Eventually, you are led by grace into the non-dual state (“not totally one, but not two either!”). (…) I use Jesus’ words: “I and the Father are one” (John 10:30). This is unitive consciousness, where you live in conscious, loving communion and trust with God and everyone else. God is no longer out there or over there or separate from you.
Henceforward, as Teresa of Avila says, “You find God in yourself, and you find yourself in God.” This is largely an inner experience, an inner knowing. It is truly following Christ, who is a mixture of humanity and divinity. You know that you are the Body of Christ and that your source is Divine, while you are still quite ordinary and human.
Every other aspect of your persona—your roles, your titles, your functions, even your bodily self—is seen as a passing form, a passing ego possession. At this point, you know your body is not fully you. You have found your soul, your True Self, who you are “hidden with Christ in God” (Colossians 3:3), who you are before you did anything right or anything wrong. Frankly, you have discovered your soul, which is that part of you that already knows, already loves, is already in union with and can quite naturally say “yes” to God.

Task to complete:
Carry the passage on non-dual consciousness and the True Self forward from its final sentence. The material that comes next has nothing to do with this.

Extracted material:
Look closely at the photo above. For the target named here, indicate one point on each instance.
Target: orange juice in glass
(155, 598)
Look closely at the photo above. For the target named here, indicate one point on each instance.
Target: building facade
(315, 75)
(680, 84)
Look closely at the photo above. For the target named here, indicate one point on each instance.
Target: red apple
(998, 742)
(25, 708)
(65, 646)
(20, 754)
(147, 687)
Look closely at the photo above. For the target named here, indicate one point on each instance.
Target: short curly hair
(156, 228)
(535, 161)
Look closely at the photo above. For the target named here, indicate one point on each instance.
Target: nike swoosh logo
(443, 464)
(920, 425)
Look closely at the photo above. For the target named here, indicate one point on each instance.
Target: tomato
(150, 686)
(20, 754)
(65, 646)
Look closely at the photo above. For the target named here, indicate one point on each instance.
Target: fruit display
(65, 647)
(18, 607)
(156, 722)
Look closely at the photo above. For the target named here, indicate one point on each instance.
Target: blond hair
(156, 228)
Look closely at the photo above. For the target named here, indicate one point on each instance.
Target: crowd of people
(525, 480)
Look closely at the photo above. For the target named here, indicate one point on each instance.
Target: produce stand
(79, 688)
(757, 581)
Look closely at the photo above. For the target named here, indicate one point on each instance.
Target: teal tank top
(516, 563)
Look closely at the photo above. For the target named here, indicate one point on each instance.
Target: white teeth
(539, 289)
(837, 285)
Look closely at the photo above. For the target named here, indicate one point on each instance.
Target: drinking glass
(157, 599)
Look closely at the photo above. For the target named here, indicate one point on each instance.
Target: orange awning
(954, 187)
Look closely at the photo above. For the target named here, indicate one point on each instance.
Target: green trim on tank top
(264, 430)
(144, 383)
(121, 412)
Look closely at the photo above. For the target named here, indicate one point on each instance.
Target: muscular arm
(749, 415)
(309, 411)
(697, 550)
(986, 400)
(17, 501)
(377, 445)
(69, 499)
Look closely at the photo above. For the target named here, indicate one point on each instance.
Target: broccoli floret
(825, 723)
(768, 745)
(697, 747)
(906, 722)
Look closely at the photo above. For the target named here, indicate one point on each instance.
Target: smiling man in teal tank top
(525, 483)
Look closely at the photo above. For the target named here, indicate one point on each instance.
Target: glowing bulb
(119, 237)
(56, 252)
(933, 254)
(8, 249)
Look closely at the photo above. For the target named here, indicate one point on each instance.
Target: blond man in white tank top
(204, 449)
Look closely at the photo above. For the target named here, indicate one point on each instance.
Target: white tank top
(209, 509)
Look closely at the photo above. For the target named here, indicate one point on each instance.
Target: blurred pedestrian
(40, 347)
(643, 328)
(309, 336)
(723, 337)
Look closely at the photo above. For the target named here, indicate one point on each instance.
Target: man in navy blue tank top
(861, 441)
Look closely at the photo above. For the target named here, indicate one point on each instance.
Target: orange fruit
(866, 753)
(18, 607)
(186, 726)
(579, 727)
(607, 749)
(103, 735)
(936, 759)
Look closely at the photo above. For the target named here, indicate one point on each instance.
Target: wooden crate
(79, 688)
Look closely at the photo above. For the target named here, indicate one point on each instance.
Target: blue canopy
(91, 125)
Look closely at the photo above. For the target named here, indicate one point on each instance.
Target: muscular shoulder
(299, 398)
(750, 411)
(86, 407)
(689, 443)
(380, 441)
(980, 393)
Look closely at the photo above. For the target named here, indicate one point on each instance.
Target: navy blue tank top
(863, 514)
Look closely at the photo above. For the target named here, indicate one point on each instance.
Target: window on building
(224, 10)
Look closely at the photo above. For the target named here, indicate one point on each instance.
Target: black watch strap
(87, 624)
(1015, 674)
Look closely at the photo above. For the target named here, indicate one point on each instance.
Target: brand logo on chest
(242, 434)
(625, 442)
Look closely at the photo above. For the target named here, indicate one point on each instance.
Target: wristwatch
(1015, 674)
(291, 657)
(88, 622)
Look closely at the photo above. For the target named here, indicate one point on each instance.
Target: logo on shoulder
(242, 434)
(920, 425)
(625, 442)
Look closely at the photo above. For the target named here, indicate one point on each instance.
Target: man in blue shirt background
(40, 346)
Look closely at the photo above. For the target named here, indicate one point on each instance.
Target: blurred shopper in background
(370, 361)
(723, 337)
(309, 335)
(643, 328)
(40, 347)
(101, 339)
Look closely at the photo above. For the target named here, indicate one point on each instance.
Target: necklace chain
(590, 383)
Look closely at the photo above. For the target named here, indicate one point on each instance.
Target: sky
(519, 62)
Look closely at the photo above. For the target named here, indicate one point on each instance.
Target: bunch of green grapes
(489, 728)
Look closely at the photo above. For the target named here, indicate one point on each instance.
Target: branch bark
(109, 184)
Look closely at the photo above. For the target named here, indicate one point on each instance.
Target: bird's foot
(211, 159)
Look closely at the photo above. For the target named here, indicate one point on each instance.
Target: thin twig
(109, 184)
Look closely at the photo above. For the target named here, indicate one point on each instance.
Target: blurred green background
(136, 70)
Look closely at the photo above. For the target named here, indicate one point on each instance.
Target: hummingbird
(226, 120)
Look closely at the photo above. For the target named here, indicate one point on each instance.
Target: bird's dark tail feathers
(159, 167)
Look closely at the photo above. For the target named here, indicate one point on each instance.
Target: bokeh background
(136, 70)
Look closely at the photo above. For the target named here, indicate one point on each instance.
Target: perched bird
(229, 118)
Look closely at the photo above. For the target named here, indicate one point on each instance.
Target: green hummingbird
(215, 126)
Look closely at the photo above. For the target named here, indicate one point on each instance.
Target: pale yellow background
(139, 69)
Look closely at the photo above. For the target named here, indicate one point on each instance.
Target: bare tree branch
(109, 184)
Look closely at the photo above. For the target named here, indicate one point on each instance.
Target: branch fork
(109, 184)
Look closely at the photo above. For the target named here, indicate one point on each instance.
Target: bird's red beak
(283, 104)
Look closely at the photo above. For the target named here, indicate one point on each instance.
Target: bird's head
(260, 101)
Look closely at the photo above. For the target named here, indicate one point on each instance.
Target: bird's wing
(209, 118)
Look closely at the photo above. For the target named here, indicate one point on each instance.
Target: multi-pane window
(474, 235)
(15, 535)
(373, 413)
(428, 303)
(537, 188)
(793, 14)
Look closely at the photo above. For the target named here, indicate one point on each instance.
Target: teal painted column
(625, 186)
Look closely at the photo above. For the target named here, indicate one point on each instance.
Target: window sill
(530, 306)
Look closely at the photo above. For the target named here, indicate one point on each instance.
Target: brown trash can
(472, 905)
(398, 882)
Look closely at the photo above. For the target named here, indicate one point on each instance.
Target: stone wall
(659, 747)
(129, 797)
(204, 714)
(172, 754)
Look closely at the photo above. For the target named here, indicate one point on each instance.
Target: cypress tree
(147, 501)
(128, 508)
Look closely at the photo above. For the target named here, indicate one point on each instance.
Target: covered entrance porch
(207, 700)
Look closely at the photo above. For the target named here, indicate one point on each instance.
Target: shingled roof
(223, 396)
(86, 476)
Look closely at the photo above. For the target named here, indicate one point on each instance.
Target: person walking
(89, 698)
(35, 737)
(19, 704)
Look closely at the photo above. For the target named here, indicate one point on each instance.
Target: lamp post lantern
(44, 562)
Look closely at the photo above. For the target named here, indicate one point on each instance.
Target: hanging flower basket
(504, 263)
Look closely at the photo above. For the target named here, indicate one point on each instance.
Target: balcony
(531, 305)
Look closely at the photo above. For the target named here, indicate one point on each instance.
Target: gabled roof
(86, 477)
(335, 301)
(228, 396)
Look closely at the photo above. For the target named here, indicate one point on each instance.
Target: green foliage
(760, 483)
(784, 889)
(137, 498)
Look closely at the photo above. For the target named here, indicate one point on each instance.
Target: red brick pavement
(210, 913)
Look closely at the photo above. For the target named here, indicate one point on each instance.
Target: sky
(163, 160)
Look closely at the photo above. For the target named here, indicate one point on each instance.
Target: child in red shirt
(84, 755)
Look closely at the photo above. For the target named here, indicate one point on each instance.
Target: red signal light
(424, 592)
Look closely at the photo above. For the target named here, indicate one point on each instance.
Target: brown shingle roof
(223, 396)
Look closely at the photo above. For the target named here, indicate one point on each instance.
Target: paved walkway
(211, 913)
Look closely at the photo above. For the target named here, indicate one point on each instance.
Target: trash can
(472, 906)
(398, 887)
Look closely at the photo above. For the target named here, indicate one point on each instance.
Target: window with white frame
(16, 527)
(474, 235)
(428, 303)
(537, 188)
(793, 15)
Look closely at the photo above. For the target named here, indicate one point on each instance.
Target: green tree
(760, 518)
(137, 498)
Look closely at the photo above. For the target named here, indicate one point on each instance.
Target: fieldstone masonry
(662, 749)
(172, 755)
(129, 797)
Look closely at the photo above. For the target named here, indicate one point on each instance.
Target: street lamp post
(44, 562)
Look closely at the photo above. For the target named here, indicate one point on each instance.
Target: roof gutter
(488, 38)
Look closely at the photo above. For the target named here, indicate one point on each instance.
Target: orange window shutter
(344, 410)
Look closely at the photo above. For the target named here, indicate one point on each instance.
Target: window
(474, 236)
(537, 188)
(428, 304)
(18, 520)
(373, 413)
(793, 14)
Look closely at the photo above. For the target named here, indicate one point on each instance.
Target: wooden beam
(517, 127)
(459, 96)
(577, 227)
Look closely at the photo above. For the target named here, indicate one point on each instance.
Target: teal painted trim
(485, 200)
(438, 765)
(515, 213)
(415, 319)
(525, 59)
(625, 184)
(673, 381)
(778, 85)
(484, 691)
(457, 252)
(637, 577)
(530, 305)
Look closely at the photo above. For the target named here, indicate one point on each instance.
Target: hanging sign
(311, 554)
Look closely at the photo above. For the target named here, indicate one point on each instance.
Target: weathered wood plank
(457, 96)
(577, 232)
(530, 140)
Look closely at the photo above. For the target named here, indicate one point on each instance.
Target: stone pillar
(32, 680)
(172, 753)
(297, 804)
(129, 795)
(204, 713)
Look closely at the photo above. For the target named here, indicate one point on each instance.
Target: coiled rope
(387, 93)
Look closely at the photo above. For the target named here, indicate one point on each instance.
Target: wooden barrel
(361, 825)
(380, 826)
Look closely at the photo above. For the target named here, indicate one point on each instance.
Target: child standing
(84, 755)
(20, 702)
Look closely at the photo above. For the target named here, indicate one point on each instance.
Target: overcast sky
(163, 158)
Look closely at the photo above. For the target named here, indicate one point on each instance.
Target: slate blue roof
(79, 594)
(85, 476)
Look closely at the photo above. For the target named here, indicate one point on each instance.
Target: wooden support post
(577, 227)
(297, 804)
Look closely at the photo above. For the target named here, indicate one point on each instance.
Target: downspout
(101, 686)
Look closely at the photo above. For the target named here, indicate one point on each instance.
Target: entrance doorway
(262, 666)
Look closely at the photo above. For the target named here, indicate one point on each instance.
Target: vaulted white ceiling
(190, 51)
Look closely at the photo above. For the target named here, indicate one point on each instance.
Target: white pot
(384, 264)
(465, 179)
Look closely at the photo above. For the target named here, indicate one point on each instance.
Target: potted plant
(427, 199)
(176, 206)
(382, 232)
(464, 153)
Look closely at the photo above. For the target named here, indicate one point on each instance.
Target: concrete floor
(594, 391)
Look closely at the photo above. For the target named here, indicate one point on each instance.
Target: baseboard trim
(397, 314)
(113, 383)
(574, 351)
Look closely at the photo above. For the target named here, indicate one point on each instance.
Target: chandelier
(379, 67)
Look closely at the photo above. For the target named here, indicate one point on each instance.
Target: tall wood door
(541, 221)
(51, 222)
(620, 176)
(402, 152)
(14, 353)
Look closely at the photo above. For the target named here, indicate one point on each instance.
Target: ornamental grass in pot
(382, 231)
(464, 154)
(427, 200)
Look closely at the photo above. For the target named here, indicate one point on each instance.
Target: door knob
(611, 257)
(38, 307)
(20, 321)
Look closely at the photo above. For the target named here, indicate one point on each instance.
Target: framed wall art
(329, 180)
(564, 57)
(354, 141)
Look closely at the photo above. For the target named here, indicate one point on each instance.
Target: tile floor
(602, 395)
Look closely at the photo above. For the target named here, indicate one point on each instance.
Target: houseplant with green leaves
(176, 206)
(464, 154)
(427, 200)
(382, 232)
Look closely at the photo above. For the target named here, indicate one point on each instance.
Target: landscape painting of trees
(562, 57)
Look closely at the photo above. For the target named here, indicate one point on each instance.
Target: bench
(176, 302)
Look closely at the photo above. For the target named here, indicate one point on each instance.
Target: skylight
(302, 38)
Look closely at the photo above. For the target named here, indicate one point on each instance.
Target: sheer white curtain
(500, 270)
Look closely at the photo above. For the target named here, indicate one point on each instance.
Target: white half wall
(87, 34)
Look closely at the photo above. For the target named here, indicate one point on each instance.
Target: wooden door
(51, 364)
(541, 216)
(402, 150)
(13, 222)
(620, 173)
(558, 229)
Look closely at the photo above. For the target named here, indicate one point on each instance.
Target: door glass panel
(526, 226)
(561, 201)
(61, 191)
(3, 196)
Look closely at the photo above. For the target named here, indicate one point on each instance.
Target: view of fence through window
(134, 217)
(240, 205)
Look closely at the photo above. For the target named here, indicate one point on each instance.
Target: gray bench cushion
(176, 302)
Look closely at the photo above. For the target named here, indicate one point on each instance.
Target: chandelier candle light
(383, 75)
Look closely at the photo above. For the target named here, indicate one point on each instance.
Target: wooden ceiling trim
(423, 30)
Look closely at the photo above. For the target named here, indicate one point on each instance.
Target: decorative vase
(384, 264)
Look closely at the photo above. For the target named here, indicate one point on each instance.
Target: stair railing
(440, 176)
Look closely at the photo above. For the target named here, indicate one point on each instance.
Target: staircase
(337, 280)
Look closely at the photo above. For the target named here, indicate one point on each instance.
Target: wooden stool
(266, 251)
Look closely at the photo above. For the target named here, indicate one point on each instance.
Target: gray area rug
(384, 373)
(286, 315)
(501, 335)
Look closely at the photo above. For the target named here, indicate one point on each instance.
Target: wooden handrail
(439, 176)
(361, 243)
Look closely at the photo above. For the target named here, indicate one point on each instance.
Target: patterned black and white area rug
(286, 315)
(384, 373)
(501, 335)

Output for this task:
When you learn how to trust this Divine Indwelling (and that’s what it is—it’s God in you doing the God-thing through you), when you learn how to draw from that place, you can find happiness any hour of any day, and anywhere. You can “pray always.” You also realize this is what you were created for. Heaven is not later. Heaven and salvation are whenever you live in conscious union with God, which means conscious loving union with everything else, too.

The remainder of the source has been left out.